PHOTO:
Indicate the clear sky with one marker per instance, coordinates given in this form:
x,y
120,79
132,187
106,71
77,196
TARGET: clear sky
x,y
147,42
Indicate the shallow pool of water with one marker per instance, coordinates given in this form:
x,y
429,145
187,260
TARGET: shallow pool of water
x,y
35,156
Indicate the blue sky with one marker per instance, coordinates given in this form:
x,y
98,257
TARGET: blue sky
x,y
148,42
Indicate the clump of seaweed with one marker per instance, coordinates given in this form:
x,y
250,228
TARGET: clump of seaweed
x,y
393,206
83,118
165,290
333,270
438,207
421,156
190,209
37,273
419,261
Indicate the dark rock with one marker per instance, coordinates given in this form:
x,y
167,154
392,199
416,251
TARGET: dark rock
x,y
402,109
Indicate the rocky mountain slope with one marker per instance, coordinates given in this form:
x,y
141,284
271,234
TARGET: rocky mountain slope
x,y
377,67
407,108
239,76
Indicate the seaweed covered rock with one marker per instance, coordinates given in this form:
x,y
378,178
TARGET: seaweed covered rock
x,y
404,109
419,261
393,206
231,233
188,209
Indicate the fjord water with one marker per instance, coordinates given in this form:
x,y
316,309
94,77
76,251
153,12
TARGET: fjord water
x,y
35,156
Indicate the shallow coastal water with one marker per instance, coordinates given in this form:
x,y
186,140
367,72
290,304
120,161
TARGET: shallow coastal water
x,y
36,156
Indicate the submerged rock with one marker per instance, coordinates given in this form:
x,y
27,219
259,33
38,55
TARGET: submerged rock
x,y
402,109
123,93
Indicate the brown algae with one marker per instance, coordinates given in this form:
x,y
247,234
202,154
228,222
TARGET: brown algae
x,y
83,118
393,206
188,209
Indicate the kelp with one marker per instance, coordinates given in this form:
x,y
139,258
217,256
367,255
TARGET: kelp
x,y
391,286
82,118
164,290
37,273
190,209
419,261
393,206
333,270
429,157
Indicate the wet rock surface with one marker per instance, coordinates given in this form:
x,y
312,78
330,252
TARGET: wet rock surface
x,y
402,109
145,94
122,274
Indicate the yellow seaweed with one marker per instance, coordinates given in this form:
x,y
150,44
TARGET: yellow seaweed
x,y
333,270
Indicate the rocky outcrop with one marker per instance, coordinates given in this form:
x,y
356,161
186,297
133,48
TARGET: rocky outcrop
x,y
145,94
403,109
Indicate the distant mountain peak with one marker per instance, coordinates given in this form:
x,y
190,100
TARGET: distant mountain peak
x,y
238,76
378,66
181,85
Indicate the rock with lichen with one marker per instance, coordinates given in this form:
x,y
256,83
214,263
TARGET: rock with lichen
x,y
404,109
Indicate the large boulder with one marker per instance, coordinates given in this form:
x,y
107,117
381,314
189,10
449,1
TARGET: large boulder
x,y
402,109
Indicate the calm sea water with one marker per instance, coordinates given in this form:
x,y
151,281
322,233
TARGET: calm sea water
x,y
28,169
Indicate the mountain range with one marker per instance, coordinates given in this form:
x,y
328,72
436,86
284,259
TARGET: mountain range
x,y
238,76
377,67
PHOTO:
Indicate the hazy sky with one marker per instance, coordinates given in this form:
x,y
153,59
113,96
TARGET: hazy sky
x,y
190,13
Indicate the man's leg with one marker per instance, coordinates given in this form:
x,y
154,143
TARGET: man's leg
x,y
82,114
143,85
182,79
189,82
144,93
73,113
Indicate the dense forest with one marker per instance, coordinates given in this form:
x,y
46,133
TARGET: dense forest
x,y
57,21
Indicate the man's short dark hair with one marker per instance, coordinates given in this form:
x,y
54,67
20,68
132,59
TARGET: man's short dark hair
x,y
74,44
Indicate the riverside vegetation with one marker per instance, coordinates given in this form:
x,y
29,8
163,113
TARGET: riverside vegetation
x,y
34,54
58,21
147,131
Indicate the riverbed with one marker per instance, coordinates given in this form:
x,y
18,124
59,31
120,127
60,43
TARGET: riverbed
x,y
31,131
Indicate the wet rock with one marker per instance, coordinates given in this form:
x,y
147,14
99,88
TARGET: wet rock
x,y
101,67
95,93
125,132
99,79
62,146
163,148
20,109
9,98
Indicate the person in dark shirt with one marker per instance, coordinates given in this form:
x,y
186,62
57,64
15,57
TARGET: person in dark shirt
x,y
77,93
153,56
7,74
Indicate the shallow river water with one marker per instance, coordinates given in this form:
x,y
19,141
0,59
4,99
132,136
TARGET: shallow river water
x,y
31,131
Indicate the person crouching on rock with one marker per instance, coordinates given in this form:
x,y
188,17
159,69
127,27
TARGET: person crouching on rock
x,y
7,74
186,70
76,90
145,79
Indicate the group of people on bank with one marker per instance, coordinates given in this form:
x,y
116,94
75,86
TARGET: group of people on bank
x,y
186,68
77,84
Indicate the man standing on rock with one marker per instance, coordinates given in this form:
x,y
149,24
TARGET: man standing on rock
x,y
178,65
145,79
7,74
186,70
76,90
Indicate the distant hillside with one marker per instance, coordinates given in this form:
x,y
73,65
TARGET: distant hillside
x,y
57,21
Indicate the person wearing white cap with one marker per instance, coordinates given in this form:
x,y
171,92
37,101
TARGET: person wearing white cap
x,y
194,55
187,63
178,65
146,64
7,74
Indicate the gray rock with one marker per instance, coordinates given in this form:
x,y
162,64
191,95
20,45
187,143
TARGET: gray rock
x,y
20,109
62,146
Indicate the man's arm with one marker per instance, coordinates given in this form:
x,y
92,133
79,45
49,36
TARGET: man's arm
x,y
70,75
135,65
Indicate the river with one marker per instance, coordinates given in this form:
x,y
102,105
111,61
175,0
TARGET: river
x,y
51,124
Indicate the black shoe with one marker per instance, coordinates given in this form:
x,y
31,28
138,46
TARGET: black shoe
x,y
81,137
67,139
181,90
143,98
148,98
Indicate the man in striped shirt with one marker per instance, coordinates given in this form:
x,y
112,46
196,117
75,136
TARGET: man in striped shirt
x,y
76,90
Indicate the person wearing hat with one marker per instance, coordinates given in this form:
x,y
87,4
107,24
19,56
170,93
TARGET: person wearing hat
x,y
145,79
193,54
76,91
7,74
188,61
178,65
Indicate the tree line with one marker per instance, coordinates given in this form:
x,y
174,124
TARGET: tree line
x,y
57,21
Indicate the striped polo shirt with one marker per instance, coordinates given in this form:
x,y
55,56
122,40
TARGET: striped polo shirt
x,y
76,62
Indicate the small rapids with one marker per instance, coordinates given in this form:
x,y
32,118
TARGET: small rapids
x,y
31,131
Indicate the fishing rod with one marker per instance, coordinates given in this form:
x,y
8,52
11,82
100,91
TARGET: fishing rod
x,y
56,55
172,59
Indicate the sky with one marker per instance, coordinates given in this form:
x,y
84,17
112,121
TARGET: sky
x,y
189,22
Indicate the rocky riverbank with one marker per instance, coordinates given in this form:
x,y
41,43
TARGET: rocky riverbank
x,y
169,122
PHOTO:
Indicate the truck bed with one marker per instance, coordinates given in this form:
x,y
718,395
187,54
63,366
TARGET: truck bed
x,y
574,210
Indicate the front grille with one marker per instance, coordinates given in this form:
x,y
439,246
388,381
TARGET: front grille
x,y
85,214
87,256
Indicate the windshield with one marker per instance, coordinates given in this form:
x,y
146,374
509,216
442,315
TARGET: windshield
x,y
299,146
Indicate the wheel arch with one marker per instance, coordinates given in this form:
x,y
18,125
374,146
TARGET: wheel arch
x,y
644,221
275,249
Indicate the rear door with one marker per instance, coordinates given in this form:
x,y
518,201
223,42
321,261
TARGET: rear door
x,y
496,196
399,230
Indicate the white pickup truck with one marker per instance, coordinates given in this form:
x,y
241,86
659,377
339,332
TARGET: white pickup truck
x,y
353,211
====
» Try it
Say each line again exactly as it appears above.

» Task solution
PHOTO:
Indicate the clear sky with one marker per instance, coordinates given in this form:
x,y
120,79
132,187
106,71
77,196
TARGET: clear sky
x,y
147,42
Indicate the shallow pool of water with one marker per instance, coordinates given in this form:
x,y
429,145
187,260
TARGET: shallow pool of water
x,y
35,156
Indicate the blue sky with one marker per instance, coordinates given in this form:
x,y
98,257
TARGET: blue sky
x,y
148,42
Indicate the clump of seaweed with one marker per instance, coordinates given in this form:
x,y
250,228
TARGET: clump of seaweed
x,y
393,206
83,118
165,290
333,270
438,207
421,156
190,209
37,273
419,261
Indicate the dark rock with one marker per instance, coordinates given in this form:
x,y
167,154
392,199
416,251
TARGET: dark rock
x,y
402,109
Indicate the rocky mountain slope with one marker per instance, coordinates given in this form:
x,y
141,284
271,234
TARGET: rocky mountain slope
x,y
377,67
407,108
239,76
Indicate the seaweed covered rock with one marker per instance, coordinates given in this form:
x,y
378,178
TARGET: seaweed covered rock
x,y
404,109
419,261
393,206
231,233
188,209
Indicate the fjord water with one marker per instance, coordinates given in this form:
x,y
316,309
94,77
76,251
153,12
TARGET: fjord water
x,y
35,156
Indicate the shallow coastal water with one marker per instance, coordinates given in this form:
x,y
186,140
367,72
290,304
120,161
TARGET: shallow coastal water
x,y
36,156
Indicate the submerged rock with one marker per instance, coordinates given in this form:
x,y
27,219
259,33
38,55
TARGET: submerged rock
x,y
402,109
123,93
Indicate the brown algae with one marker per instance, coordinates given in this form:
x,y
247,234
202,154
228,222
TARGET: brown algae
x,y
83,118
393,206
188,209
Indicate the kelp with one marker per instance, coordinates given in this form:
x,y
139,258
217,256
367,255
TARGET: kelp
x,y
391,286
82,118
164,290
37,273
190,209
419,261
393,206
333,270
429,157
Indicate the wet rock surface with one marker per instance, coordinates given in this form:
x,y
312,78
330,252
TARGET: wet rock surface
x,y
402,109
145,94
122,274
Indicate the yellow seaweed with one marker per instance, coordinates given in this form:
x,y
150,44
TARGET: yellow seaweed
x,y
333,270
Indicate the rocky outcrop with one marker per instance, coordinates given in this form:
x,y
356,161
186,297
133,48
TARGET: rocky outcrop
x,y
145,94
403,109
Indicate the distant mountain peak with one marker per instance, coordinates given in this form:
x,y
190,100
TARGET: distant mountain peak
x,y
238,76
378,66
181,85
Indicate the rock with lichen with one marker per instance, coordinates given in this form:
x,y
256,83
214,263
TARGET: rock with lichen
x,y
404,109
Indicate the large boulder with one marker per instance, coordinates given in this form:
x,y
107,117
381,314
189,10
449,1
TARGET: large boulder
x,y
402,109
Indicate the calm sea water with one marker per instance, coordinates given in this form:
x,y
151,281
322,233
TARGET: calm sea water
x,y
28,169
Indicate the mountain range with one marker per instance, coordinates given in this form:
x,y
328,72
436,86
284,259
TARGET: mountain range
x,y
238,76
377,67
PHOTO:
Indicate the hazy sky with one marker per instance, coordinates given in this form:
x,y
153,59
113,96
TARGET: hazy sky
x,y
190,13
Indicate the man's leg with one marker per instance, coordinates given in this form:
x,y
154,143
TARGET: man's leg
x,y
82,114
143,85
182,79
189,82
144,93
73,113
Indicate the dense forest with one marker per instance, coordinates given in this form:
x,y
46,133
TARGET: dense forest
x,y
57,21
Indicate the man's short dark hair with one marker per instance, coordinates given in this form:
x,y
54,67
20,68
132,59
TARGET: man's short dark hair
x,y
74,44
Indicate the riverside vegetation with one marker per instance, coordinates given in this form:
x,y
29,8
163,113
TARGET: riverside vegetation
x,y
34,54
58,21
147,131
Indicate the riverbed with one marker per instance, coordinates given in this form:
x,y
18,124
59,31
120,127
60,43
TARGET: riverbed
x,y
31,131
Indicate the wet rock with one marker per instance, coordinates given in this form:
x,y
147,14
99,88
TARGET: wet rock
x,y
101,67
95,93
125,132
99,79
62,146
163,148
20,109
9,98
Indicate the person in dark shirt with one marker per instance, coordinates given in this form:
x,y
186,62
57,64
15,57
TARGET: person in dark shirt
x,y
77,93
153,56
7,74
Indicate the shallow river water with one marker per instance, coordinates given in this form:
x,y
19,141
0,59
4,99
132,136
TARGET: shallow river water
x,y
31,131
Indicate the person crouching on rock with one marker per instance, coordinates given in this form:
x,y
188,17
159,69
127,27
TARGET: person crouching on rock
x,y
7,74
186,70
76,90
145,79
Indicate the group of people on bank with one marker per instance, coordinates given in this form:
x,y
116,94
75,86
TARGET: group of people on bank
x,y
186,68
77,84
Indicate the man standing on rock with one marker per instance, coordinates given in this form:
x,y
149,24
TARGET: man standing on rock
x,y
178,65
145,79
7,74
186,70
76,90
Indicate the distant hillside with one marker per instance, coordinates given in this form:
x,y
73,65
TARGET: distant hillside
x,y
57,21
Indicate the person wearing white cap with one marker per instance, coordinates given in this form:
x,y
171,92
37,101
TARGET: person wearing white cap
x,y
194,55
187,63
178,65
146,64
7,74
Indicate the gray rock with one marker per instance, coordinates given in this form:
x,y
162,64
191,95
20,45
187,143
TARGET: gray rock
x,y
20,109
62,146
Indicate the man's arm with one marker per instance, coordinates given in this form:
x,y
92,133
79,45
49,36
TARGET: man's arm
x,y
70,75
135,65
Indicate the river with one marker per instance, coordinates given in this form:
x,y
102,105
111,61
175,0
TARGET: river
x,y
51,124
Indicate the black shoe with one marker per instance, coordinates given in this form:
x,y
31,28
138,46
TARGET: black shoe
x,y
81,137
67,139
181,90
143,98
148,98
Indicate the man in striped shirt with one marker per instance, coordinates given in this form:
x,y
112,46
196,117
75,136
TARGET: man in striped shirt
x,y
76,90
Indicate the person wearing hat with one marker per instance, coordinates given in this form:
x,y
87,4
107,24
19,56
170,93
TARGET: person wearing hat
x,y
145,79
193,54
76,91
7,74
188,61
178,65
Indicate the tree line with one marker per instance, coordinates given in this form:
x,y
174,124
TARGET: tree line
x,y
57,21
Indicate the striped polo shirt with one marker per instance, coordinates given in this form:
x,y
55,56
122,40
TARGET: striped polo shirt
x,y
76,62
Indicate the small rapids with one marker per instance, coordinates given in this form:
x,y
32,118
TARGET: small rapids
x,y
31,131
Indicate the fishing rod with one marker per instance, coordinates given in this form:
x,y
8,52
11,82
100,91
TARGET: fishing rod
x,y
56,55
172,59
Indicate the sky with one marker per instance, coordinates given in this form:
x,y
84,17
112,121
TARGET: sky
x,y
189,22
Indicate the rocky riverbank with one marker per instance, coordinates given in this form:
x,y
41,43
TARGET: rocky riverbank
x,y
169,122
PHOTO:
Indicate the truck bed with one marker per instance, coordinates given in this form:
x,y
718,395
187,54
63,366
TARGET: truck bed
x,y
574,210
Indicate the front grille with one marker per instance, coordinates given in this form:
x,y
439,246
388,381
TARGET: front grille
x,y
85,214
87,256
Indicate the windshield with one marker per instance, coordinates given in this form:
x,y
146,374
509,216
442,315
TARGET: windshield
x,y
299,146
Indicate the wheel arch with one marker per instance, coordinates given in this form:
x,y
18,125
374,146
TARGET: wheel arch
x,y
644,221
275,249
Indicate the rear door with one marker per instance, coordinates given in this form:
x,y
518,201
223,42
321,261
TARGET: rear door
x,y
496,196
399,230
Indicate the white pickup truck with one marker per instance, coordinates given in this form:
x,y
241,86
659,377
339,332
TARGET: white pickup truck
x,y
353,211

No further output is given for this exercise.